**What you have to do**: Please output the records below word for word and omit the pictures.

Referring expression data

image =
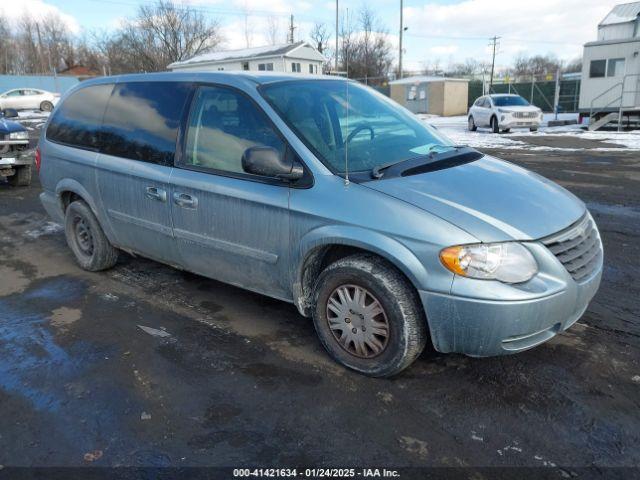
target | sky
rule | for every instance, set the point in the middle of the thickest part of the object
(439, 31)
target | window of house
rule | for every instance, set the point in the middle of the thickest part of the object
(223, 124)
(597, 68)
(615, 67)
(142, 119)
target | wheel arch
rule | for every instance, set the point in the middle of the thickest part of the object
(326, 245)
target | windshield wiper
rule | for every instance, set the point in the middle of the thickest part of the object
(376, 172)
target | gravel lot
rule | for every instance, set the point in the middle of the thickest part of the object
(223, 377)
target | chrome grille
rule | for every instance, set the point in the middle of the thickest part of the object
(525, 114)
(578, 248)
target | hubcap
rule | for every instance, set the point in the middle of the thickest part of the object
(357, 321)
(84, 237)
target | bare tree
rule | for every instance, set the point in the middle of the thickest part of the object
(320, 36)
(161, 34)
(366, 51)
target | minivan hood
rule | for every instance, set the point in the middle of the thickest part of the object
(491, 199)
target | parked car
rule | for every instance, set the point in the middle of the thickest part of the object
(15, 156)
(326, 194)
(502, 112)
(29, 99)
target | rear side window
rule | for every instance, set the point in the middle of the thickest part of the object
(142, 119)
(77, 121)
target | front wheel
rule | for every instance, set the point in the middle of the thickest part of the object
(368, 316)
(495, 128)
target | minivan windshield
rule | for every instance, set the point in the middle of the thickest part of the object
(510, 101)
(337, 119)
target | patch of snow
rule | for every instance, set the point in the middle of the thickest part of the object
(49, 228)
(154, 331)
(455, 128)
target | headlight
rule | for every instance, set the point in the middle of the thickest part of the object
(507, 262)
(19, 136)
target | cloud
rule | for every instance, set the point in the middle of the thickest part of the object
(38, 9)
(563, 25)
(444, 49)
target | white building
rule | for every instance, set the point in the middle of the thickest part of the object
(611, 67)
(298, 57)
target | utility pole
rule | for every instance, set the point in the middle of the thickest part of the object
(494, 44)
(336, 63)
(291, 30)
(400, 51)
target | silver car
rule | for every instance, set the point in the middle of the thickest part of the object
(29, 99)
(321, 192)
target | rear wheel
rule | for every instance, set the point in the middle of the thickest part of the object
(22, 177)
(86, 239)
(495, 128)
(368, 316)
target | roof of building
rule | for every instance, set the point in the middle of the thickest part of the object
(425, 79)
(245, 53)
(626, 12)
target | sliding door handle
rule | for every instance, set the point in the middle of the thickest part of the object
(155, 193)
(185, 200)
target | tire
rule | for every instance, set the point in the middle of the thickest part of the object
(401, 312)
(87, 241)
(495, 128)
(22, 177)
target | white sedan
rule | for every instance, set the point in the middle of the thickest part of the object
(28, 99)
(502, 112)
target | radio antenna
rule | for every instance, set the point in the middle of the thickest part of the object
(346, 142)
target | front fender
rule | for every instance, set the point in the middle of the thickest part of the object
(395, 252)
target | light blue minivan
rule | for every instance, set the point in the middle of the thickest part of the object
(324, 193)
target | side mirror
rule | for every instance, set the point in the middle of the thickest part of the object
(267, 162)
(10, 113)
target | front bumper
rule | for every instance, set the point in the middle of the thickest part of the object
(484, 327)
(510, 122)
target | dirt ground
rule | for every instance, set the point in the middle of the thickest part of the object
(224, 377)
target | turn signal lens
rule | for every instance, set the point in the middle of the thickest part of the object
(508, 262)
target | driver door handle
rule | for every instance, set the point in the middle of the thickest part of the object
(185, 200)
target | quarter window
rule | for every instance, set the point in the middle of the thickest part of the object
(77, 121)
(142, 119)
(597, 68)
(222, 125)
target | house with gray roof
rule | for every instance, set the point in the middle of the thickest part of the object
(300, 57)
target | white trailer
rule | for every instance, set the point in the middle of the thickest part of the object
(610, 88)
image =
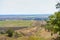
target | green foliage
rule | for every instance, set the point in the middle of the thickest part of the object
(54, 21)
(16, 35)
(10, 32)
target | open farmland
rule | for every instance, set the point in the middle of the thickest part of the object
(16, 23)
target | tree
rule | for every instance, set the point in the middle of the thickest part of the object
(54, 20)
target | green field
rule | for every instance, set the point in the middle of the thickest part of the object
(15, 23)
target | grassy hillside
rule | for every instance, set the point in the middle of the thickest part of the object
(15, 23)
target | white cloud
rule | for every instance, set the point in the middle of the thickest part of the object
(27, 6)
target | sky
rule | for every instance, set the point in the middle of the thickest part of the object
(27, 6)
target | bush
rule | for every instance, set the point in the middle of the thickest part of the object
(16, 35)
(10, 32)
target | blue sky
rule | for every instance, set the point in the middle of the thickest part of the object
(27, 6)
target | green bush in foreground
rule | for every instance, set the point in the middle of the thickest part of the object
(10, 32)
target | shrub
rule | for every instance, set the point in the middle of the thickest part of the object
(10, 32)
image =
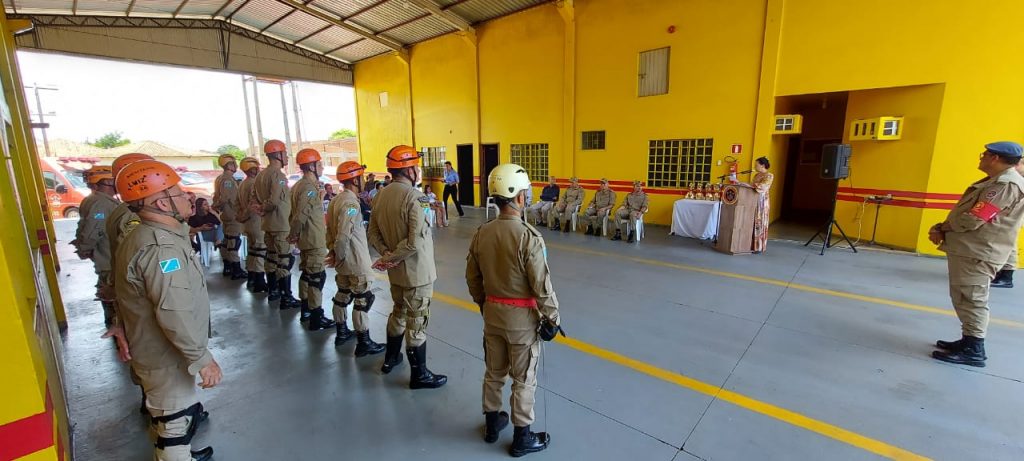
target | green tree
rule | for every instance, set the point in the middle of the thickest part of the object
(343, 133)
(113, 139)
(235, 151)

**Result for this exercise**:
image =
target | sky
rule | for every instance, set the point in the middle of the thickest part of the object
(439, 31)
target | window of house
rule | for every instance, set the point in the middle of the thickest part of the object
(223, 124)
(597, 68)
(615, 67)
(142, 119)
target | wheel arch
rule | for every instance, set the point in the middle of the thickest part of the object
(326, 245)
target | windshield wiper
rule | for every instance, set the point in the middle of the thickest part of the object
(376, 172)
target | gravel lot
rule | for every instance, set the point in the middle of the thickest part of the object
(223, 377)
target | chrome grille
rule | for every instance, set the point in the middle of the thickest part of the object
(525, 114)
(578, 248)
target | hubcap
rule | for every instance, set the point in the middle of the thickest part of the object
(357, 321)
(84, 237)
target | bare tree
rule | for every instance, set the point in the middle of the thickest part of the object
(320, 36)
(161, 34)
(366, 51)
target | minivan hood
rule | for every instance, set the point in the middle of the thickest part of the object
(491, 199)
target | parked car
rule | for every instance, set the point in the middle of the thickest part of the object
(15, 156)
(326, 194)
(502, 112)
(29, 99)
target | rear side window
rule | for every instance, set the point in the middle of the thickest part of the object
(142, 119)
(77, 121)
target | front wheel
rule | for every instance, set the point in the middle of the thickest part of the object
(368, 316)
(495, 128)
target | minivan windshield
rule | for every instance, set the point in the middle of the thickest part of the object
(510, 101)
(337, 119)
target | patch of snow
rule | for every instance, set the point in the middle of the thickest part of the object
(49, 228)
(154, 331)
(455, 128)
target | headlight
rule | for every instance, set the point in the middle of the thickest part of the object
(507, 262)
(19, 136)
target | cloud
rule | for every instance, set the point in the middle of the thickest part of the object
(38, 9)
(563, 25)
(444, 49)
target | white building
rule | for every instance, set the point in the middle of the thickest part of the object
(611, 67)
(298, 57)
target | utility pole
rule | for every instance, set the point in the middle of the thickest part of the object
(494, 44)
(336, 63)
(291, 30)
(400, 51)
target | silver car
rule | for every instance, set the point in the middle of the thickest part of the object
(29, 99)
(321, 192)
target | rear wheel
rule | for every instance, set the point in the middle of the thickest part of the object
(22, 177)
(86, 239)
(495, 128)
(368, 316)
target | roof of building
rule | for every instance, set the point in the middle of the thickest part of the object
(425, 79)
(245, 53)
(626, 12)
target | sliding door handle
rule | for every instance, set the point in the middle of the thickest part of the object
(155, 193)
(185, 200)
target | tire
rule | for every instance, set the point in the middle of the thickest part of the object
(401, 312)
(87, 241)
(495, 128)
(22, 177)
target | white sedan
rule | for every instance, set the point in the middle of the thickest part of the object
(28, 99)
(502, 112)
target | radio antenna
rule | for every instance, set the point in the middle of the thickest part of the object
(346, 142)
target | front fender
rule | for every instance, set the point in the middle of the thickest part of the object
(395, 252)
target | light blue minivan
rule | for every instance, set the point in the middle of the thickest part of the object
(324, 193)
target | side mirror
rule | for every instance, set the point in the middle of the thickest part of the object
(267, 162)
(10, 113)
target | front bumper
rule | for every instance, set the point in the middle of the thickest part of the object
(484, 327)
(510, 122)
target | dirt ground
rule | for every instance, set the point in the middle of the thickest part of the object
(224, 377)
target | turn signal lens
rule | for every instance, set the point in the middle of the thickest part of the object
(508, 262)
target | driver door handle
rule | for every instance, set the point in the middle of the thickest part of the object
(185, 200)
target | quarter window
rule | for every instance, set the point in the middle of the thickest part of the object
(77, 121)
(142, 119)
(597, 68)
(222, 125)
target | house with gray roof
rule | for every instance, set the point in the middle of the thickest part of the object
(300, 57)
target | white trailer
rule | for every instance, set the point in the middle of the thickest part of the object
(610, 88)
image =
target | green foliage
rule | for every instance, set the point in the middle of the thickest part of the object
(54, 21)
(16, 35)
(10, 32)
target | open farmland
rule | for every instance, set the point in the middle of the thickest part of the object
(16, 23)
target | tree
rule | for every instance, set the point in the middle of the thickest part of the object
(54, 20)
target | green field
rule | for every instance, set the point in the middle of the thickest part of the object
(15, 23)
target | grassy hillside
rule | for every instance, set the point in the middle of the thickest part of the object
(15, 23)
target | white cloud
rule | for every instance, set the point in the middle of the thickest part of the object
(27, 6)
target | sky
rule | for every instance, set the point in the middle of the thickest part of the object
(27, 6)
target | bush
rule | for every instance, set the point in the middle of the thickest part of the object
(16, 35)
(10, 32)
target | blue sky
rule | for every instance, set the point in the middle of the thickest part of the object
(27, 6)
target | green bush in foreground
rule | for every instance, set the point in the middle of the thickest part of the object
(10, 32)
target | shrub
rule | for every instance, set the point in the middle of the thickest part of the object
(10, 32)
image =
target | green tree
rule | for every instance, set the point in the middle of the thickest part of the object
(343, 133)
(113, 139)
(235, 151)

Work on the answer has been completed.